■ **REQUIREMENT**:
Please rewrite the stretch of data from the line containing "Keypoint placement rule: for each instance of the green" through the end of the data, keeping every line and multiplying each point coordinate by 2.35, rounded to a whole number with halves rounded up. Leave all other wording unchanged and leave out every other line.
┌─ TASK MATERIAL
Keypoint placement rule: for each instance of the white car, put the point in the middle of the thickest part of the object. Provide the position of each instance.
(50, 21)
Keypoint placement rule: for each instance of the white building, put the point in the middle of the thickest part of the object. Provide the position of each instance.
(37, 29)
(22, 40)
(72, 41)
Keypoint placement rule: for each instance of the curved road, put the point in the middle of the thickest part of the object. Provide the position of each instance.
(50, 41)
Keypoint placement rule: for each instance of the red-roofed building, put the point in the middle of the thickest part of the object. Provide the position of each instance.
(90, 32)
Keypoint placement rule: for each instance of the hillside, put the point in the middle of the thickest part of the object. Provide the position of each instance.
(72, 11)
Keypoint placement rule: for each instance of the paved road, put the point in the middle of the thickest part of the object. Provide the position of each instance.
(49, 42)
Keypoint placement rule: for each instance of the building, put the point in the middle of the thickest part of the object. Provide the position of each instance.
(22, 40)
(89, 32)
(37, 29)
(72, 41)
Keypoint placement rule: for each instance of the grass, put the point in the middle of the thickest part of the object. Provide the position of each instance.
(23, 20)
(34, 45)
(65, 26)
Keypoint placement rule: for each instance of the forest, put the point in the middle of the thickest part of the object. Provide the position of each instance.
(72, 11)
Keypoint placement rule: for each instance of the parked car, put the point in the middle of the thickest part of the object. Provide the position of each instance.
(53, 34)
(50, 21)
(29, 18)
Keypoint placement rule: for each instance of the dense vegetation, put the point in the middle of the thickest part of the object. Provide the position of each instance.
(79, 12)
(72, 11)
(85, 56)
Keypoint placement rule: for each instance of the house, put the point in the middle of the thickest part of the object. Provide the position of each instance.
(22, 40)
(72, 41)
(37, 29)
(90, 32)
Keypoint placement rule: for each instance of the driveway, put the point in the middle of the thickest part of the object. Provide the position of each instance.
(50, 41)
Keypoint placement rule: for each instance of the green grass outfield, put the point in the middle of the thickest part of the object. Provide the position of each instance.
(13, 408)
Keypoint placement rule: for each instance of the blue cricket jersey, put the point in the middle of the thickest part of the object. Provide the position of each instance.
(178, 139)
└─
■ **ANSWER TO THE EXERCISE**:
Keypoint placement rule: for each instance of the green grass outfield, put the point in the middle of the thickest part of the object. Provide the position of each instance.
(31, 959)
Keypoint placement rule: for each instance of the blue cricket jersey, put the point in the middle of the thickest part of the object. Provide the position of each instance.
(418, 327)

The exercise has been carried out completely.